• **DOCUMENT EXCERPT**
•••••
2 Peter 2:1-12; John 2:1-11


  1. Today in round two with Dan Brown's book, The Da Vinci Code, we come to the question of whether or not Jesus Christ was married.   However, because of the claims made by the book a simple "no" will not suffice in answer.

    I received some great encouragement notes this week from folk.   Thank you all.   One woman asked if we might have a show of hands to see how many have even read the book.   I thought that a great question.   How many of you have read Dan Brown's book The Da Vinci Code?   Looks like about a fourth of you.

    The sales for his book have topped 50 million copies.   Clearly Mr.  Brown has struck a nerve in society, and for some I believe it is a spiritual quest for answers.   The answers he gives however are wrapped in the guise of a huge conspiracy, one in which the church is the bad guy and another ancient group, called the Gnostics, are made out to be the good guys.

    So, I believe since people want answers, since people are hungry for truth that for us to spend some time with this book by Brown and begin to answers some of the questions it raises it may give you the understanding needed that when people speak to you about the book or the movie and the claims made therein about Jesus, the Bible or the church, you will be able to listen well and respond with answers you have thought about.

    For those of you who have not read this story, the Da Vinci Code is a compelling, fast-paced, mystery thriller as the hero and heroine search to decipher clues left by a man murdered for what he knew.   What did he know? This is what takes the victim's granddaughter Sophie, the French detective, whose name means "Wisdom", and the Harvard professor of religious symbology Robert Langdon on a treasure hunt through Paris and London.

    Quickly the treasure hunt leads to the revelation that the Biblical text is not trustworthy, indeed an authoritative character says, "History has never had a definitive version of the book" (p.  251, Archer Books).  Last week I carefully looked at how the Biblical text came to be and showed the error of such a viewpoint.   If you missed that message and still wonder how accurate the Biblical text is, the manuscript of that message is on our website.

    The treasure hunt also leads to the secret that has been kept hidden for centuries, that Jesus was not God in the flesh but merely a mortal man, who married Mary of Magdala and by her fathered a child.   Perhaps if this idea were laid out plainly it would be simple to discount, but it comes as a great church conspiracy, one which now endangers the characters in the story.
•••••
• **SUPPLIED DATA**
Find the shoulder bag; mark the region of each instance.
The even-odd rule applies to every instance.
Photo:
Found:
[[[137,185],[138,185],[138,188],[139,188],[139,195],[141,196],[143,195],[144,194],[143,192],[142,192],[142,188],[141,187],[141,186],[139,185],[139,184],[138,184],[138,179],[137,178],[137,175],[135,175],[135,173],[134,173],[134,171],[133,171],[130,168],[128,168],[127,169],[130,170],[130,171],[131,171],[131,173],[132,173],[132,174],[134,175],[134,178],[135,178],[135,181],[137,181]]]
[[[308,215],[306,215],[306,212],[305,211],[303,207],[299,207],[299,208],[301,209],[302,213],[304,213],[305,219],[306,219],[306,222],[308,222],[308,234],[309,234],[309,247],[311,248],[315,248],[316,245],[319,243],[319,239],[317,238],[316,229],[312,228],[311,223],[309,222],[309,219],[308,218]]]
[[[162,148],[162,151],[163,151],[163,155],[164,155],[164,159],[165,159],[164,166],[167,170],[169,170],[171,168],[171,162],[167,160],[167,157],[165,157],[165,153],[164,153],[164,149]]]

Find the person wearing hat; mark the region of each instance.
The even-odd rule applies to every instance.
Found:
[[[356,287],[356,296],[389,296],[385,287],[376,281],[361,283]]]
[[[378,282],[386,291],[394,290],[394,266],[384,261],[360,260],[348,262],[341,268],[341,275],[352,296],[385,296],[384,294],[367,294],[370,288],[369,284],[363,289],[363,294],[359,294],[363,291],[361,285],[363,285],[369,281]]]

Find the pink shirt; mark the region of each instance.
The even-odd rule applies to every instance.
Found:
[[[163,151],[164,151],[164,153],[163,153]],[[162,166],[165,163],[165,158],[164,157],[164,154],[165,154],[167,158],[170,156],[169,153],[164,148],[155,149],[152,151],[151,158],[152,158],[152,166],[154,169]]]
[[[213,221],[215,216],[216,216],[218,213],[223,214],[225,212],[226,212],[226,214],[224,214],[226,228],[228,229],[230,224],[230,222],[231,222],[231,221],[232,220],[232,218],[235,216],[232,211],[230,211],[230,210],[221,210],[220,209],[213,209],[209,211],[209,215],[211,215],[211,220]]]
•••••
Write out the passage of the sermon excerpt on The Da Vinci Code above, word for word, from "The sales for" to "the good guys.".

The sales for his book have topped 50 million copies.   Clearly Mr.  Brown has struck a nerve in society, and for some I believe it is a spiritual quest for answers.   The answers he gives however are wrapped in the guise of a huge conspiracy, one in which the church is the bad guy and another ancient group, called the Gnostics, are made out to be the good guys.